**Document**
>>>

At the end of this week, our oldest child – a son – will marry. As our minds have been filled with wedding details, I felt this piece on weddings and marriage in a very different culture came to mind. We hope you will find it enlightening.


When Pakistanis marry, the promise of fidelity echoes that of the Western marriage. But the process differs a great deal. My friend Jamila shared with me what she expected ahead of the one-month journey she was about to take back to her native Pakistan. She would be participating in her younger sister’s wedding.

As she helped me understand the ceremony in her country, she painted a scene of vivid color, texture and detail. I felt immediately transported.

Three Days Of Celebration

“The marriage ceremony is actually three days long in my country. I know you can’t really imagine it, but it is common for us, whether people are rich or poor.”

The first day begins with a ceremony called the Nikkah. This is the sealing of the marriage through a document that comes from the local mosque. The local Imam will arrive at the bride’s home with the document. The groom with be in one room with several males, while the bride is in another room with the other women.

“The Imam first asks the man three times if he wants to marry the woman. This practice comes from the Koran. The groom will sign the document, along with two witnesses. Then the Imam goes to the bride’s side and does a similar thing. The bride can also get a male witness to sign on her behalf.”

I then learned that the two women’s signatures equal one male’s signature. Immediately, my American cultural values of “equality for all” and “gender equality” bristled. Wasn’t that just unfair?

Women Valued

“Actually, the document lays out certain money matters and a woman’s right to divorce. If the man signs, then he is saying that even if the woman files for divorce, he is responsible for payment [of alimony]. The document includes many clauses for a woman’s security.”

As I listened to Jamila, I better understood how the system in her country, on the whole, values the woman and her well-being as they enter into marriage. “Many women simply sign this document without paying much attention to it,” she explained. “But I looked over it with other family members to understand the details, what I was getting into.”

This document is not unlike the prenuptial agreement that many use when they marry in the West. But while the western document has a legal basis, in contrast, when Pakistanis marry, the ensuing document has deeply religious roots. “And it champions the rights of both parties to the union,” Jamila asserted.

Pragmatic and self-assured, a woman of elegance and intelligence, Jamila recognized beforehand that marriage is both sacred but hard work. I could not imagine this woman letting any man denigrate her; she resonates authority.

<<<

**To do**
- a) In the piece on Pakistani weddings, who brings the marriage document to the bride's home?
- b) Turn the paragraph beginning "The first day begins" in the piece on Pakistani weddings into a short bulleted list that keeps its main facts.
- c) Continue the piece on Pakistani weddings from its last sentence.
The data comes from a separate, unrelated source.

**Provided material**
>>>

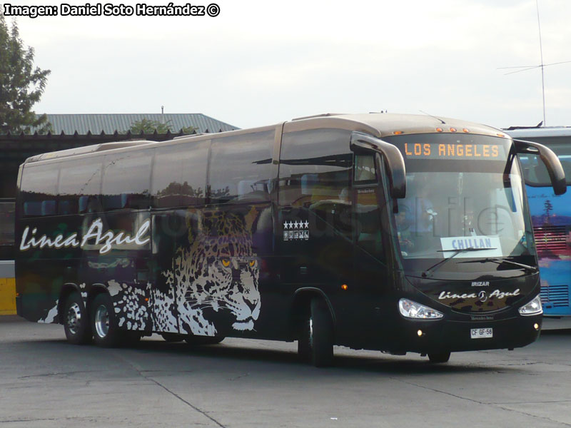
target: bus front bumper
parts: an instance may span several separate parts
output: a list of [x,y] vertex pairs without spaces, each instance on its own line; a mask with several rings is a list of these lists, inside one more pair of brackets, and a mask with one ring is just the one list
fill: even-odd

<<<

**Written answers**
- a) The local Imam.

- b)
- The first day opens with a ceremony called the Nikkah.
- The Nikkah seals the marriage through a document from the local mosque.
- The local Imam brings this document to the bride's home.
- The groom sits in one room with several men, and the bride sits in another room with the women.

- c)
Mendi, Shaadi & Waleema

“We call the first day of the marriage ceremony Mendi,” Jamila shares. Mendi is actually the name for the henna decorations that adorn the bride’s hands and arms for this special occasion. Part of the day is dedicated to the actual application of the mendi, and the other part is spent both conducting the Nikkah and enjoying lots of dancing and music, usually segregated male/female. The bride usually wears yellow on that day.

The second day when Pakistanis marry is known as Shaadi. It is the actual marriage ceremony. The bride’s parents pay for this day, and most of the guests are from her side. Everybody dresses up in their best. But the bride is the centerpiece, cascading with gold and diamonds, wrapped in a heavy embroidered dress.

“People want to marry in March and April since June and July are so hot,” she adds. “This is also the day that the bride goes off with the groom. We consider it the official wedding night.”

The third day is called the Waleema. This is the ceremony for the groom. The groom’s family arranges and pays for everything. Whereas the Shaadi can sometimes be tinged with a hint of sadness, as the bride’s family feels she is leaving their fold, the Waleema is a time of welcoming and gladness, as the bride is “brought into” the groom’s family.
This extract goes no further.